━━━━━ PAGE TEXT ━━━━━

The traditional networking model is client-server. A particular host is either a server, waiting for connections, or a client, which connects to a server, generally to download documents or other information.
In the past few years, a new model of network services has developed, called Peer-to-Peer (P2P), in which every host is both a client and a server. A particular host may be a client at one point in time, connecting with another host to download information, and a moment later it may be a server, dispensing information (perhaps the same information that it just obtained) to another host.
By far the most commonly used and most widely publicized use of P2P is with file sharing, typically music and video files. Currently such programs use more Internet bandwidth than any other application, including the Web. These protocols were generally developed by individual entrepreneurs, and implementations were widely distributed as freeware. The original P2P file sharing system was Napster, but it was followed by a number of others, including Gnutella, Kazaa, and BitTorrent. Each of these uses a different model.

━━━━━ INFORMATION SUPPLIED ━━━━━

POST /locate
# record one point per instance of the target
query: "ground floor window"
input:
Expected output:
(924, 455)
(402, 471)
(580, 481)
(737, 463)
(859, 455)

━━━━━

EXERCISE TASK 1 — Copy the peer-to-peer text between "In the past" and "to another host.", inclusive, swapping "host" for "node" throughout.
EXERCISE TASK 2 — Based on the peer-to-peer text, do these statements agree with it? (a) P2P file sharing programs use more Internet bandwidth than the Web. (b) Napster was the original P2P file sharing system. (c) Gnutella, Kazaa, and BitTorrent all use the same model. Answer yes or no for each, quoting the deciding words.
EXERCISE TASK 3 — In one to three sentences, explain what sets the P2P model apart from the traditional client-server model, according to the peer-to-peer text.
The entries stand apart from the peer-to-peer text and are separate material.

FULL OUTPUT 1 —
In the past few years, a new model of network services has developed, called Peer-to-Peer (P2P), in which every node is both a client and a server. A particular node may be a client at one point in time, connecting with another node to download information, and a moment later it may be a server, dispensing information (perhaps the same information that it just obtained) to another node.

FULL OUTPUT 2 —
(a) Yes: "Currently such programs use more Internet bandwidth than any other application, including the Web."
(b) Yes: "The original P2P file sharing system was Napster"
(c) No: "Each of these uses a different model."

FULL OUTPUT 3 — In the client-server model, a host is either a server waiting for connections or a client that connects to a server. In P2P, every host is both a client and a server. A host may connect to another host to download information and, a moment later, serve information to another host.